## Uit te voeren taak
Vermeld hoeveel regels van de onderstaande records de tekenreeks "beige" bevatten, waarbij hoofdletters en kleine letters als verschillend gelden. Geef uitsluitend het getal.

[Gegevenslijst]
#####
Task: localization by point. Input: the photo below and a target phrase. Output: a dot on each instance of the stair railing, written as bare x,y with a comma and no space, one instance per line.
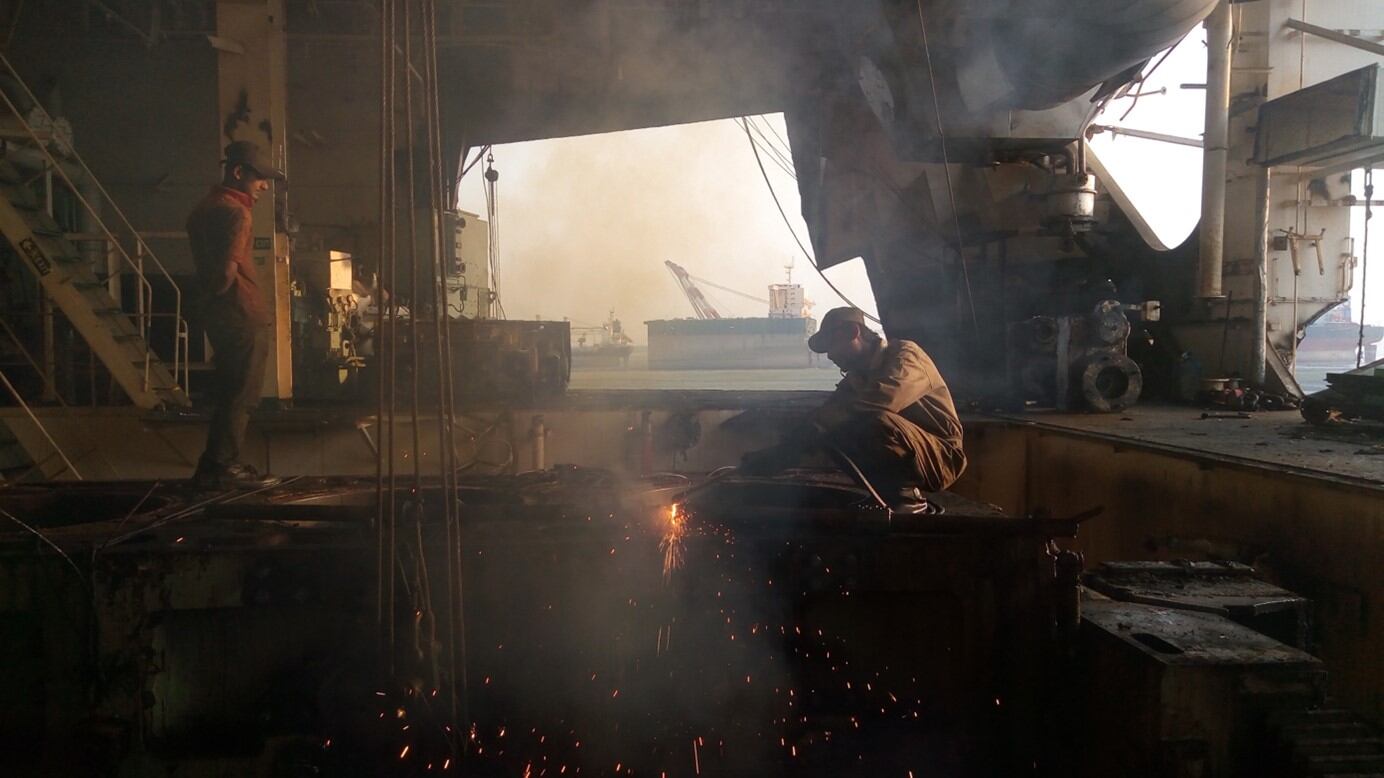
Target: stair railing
141,249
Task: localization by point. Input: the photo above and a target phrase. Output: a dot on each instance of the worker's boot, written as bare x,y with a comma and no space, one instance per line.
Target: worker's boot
245,476
233,476
909,501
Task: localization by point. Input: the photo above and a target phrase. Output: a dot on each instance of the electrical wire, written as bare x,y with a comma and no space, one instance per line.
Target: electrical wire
1365,260
779,158
446,418
49,543
792,231
493,216
951,194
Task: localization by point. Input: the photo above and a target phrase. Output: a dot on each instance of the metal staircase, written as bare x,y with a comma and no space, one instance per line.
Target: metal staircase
118,338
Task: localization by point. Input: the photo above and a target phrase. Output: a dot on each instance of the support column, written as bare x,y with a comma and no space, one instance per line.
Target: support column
252,97
1214,152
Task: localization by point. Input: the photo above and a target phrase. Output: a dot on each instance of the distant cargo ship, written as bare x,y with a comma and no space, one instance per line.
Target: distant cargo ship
710,342
1333,339
601,346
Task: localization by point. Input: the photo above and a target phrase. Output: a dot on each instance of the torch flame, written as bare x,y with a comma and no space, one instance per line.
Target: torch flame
671,543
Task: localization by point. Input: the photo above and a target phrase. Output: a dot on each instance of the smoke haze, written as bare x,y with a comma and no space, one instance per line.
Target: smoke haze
586,224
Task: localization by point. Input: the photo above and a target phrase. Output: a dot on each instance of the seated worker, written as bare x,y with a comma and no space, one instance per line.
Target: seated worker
891,415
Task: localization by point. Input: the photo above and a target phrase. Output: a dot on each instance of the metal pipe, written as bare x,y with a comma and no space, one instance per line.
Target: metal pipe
1214,152
537,435
1337,36
1146,134
1258,355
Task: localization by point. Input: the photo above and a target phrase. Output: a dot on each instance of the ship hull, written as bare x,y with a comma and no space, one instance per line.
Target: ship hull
601,357
731,344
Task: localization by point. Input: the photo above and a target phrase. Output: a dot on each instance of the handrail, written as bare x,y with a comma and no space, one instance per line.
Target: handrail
141,247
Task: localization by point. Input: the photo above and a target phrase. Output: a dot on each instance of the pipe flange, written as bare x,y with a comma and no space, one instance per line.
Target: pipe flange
1110,382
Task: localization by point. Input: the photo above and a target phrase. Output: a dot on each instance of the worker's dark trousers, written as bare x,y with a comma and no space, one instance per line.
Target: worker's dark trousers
238,374
894,454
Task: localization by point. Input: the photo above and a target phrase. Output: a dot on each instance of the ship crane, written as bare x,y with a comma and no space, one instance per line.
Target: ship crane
699,303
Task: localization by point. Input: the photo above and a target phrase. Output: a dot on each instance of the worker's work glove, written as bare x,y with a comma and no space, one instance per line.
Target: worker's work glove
767,461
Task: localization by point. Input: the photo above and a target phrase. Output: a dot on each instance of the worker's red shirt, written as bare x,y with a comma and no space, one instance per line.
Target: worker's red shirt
222,238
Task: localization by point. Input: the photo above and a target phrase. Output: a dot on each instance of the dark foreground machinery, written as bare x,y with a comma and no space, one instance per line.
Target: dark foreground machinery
759,627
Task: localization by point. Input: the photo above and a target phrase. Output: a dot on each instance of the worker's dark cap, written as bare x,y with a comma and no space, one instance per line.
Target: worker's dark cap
831,323
251,155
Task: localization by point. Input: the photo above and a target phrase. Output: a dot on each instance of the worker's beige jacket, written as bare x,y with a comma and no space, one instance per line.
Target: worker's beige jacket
904,385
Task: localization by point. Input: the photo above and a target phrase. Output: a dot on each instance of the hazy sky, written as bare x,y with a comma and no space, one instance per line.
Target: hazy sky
586,223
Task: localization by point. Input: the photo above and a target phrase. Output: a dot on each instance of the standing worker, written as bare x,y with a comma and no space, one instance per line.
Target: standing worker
233,309
891,415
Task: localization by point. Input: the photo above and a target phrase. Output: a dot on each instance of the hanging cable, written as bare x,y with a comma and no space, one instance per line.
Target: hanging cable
951,194
779,158
1365,262
792,231
386,112
493,244
446,414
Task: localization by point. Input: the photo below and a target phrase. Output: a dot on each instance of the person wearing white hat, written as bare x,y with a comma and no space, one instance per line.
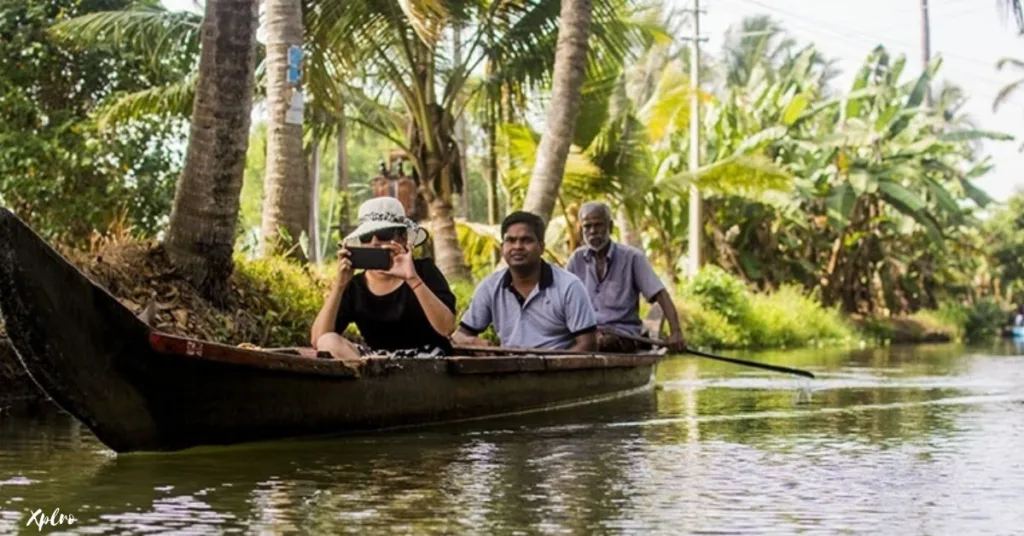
#####
## Antwoord op oefening
2